Provided passage —
This project demonstrates how to program several components of Snap Circuits with the BBC micro:bit.
This project builds on top of what we learned in the Connect LED, the Connect Press Switch, and the Connect Whistle Chip projects.
We will program the BBC micro:bit to display a timer that increments by pressing the Press Switch (S2) of Snap Circuits. Pressing button A on the micro:bit starts the countdown of the timer. Each second it will light the LED (D1) and play a sound on the Whistle Chip (WC).
Snap Circuits diagramBuild the circuit shown in the diagram above.
CodeYou can build the code yourself in the MakeCode Editor. You will find the "digital write pin" block under the Advanced > Pins section.
Alternatively, open the ready project here: https://makecode.microbit.org/_Kxbcya4RyRm1
Once ready, download the code to your micro:bit. Then disconnect all cables from your micro:bit. Both the USB and the battery pack must be disconnected from the micro:bit.
How it works...When you close the slide switch (S1), the Battery Holder (B1) powers the snap:bit through the 3V snap and the micro:bit turns on. The “on start” event triggers, which sets the “count” variable to 0 and displays it on the micro:bit.
Press the press switch (S2) and release it within 1 second. This closes the circuit between the P2 and GND pins of the micro:bit. The “on pin P2 pressed” event triggers, which increments the “count” variable by 1 and updates the display of the micro:bit with the new value. Press the switch as many times as you wish and watch how the counter increments.
Now press the A button on the micro:bit. The “on button A pressed” event triggers and the micro:bit starts the countdown loop. The loop iterates as many times as the value of the “count” variable.
In each iteration, the micro:bit writes a digital 1 signal to pin P1. This closes the circuit between the P1 and GND pins and the LED (D1) turns on. Then the micro:bit plays a sound. Afterward, it writes a digital 0 to pin P1 to open the circuit between the P1 and GND pins to turn the LED (D1) off. Then the micro:bit pauses for 1 second, decreases the value of the “count” variable by 1, and updates the display with the new value.
This way we see the micro:bit counting down the remaining time while playing a sound and lighting the LED every second.

Challenge A —
Answer these about the micro:bit timer project, one line each:
(i) Which button on the micro:bit starts the countdown?
(ii) What value does the "on start" event give the "count" variable?
(iii) In which section of the MakeCode Editor is the "digital write pin" block found?
Challenge B — Please transcribe the micro:bit timer project text between "We will program" and "Whistle Chip (WC).", inclusive.
The lines that come next are not needed for anything here.

Data excerpt —
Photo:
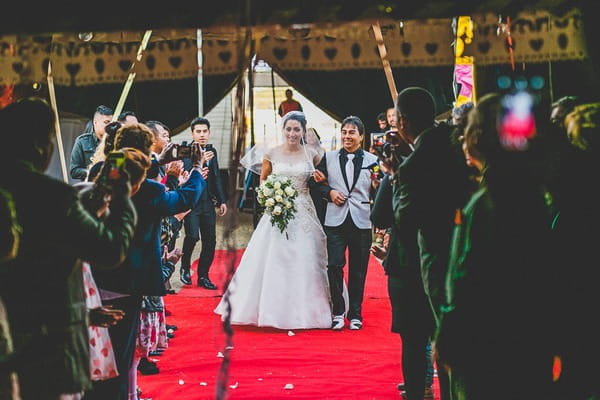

Exercise output A —
(i) Button A
(ii) 0
(iii) Advanced > Pins

Exercise output B —
We will program the BBC micro:bit to display a timer that increments by pressing the Press Switch (S2) of Snap Circuits. Pressing button A on the micro:bit starts the countdown of the timer. Each second it will light the LED (D1) and play a sound on the Whistle Chip (WC).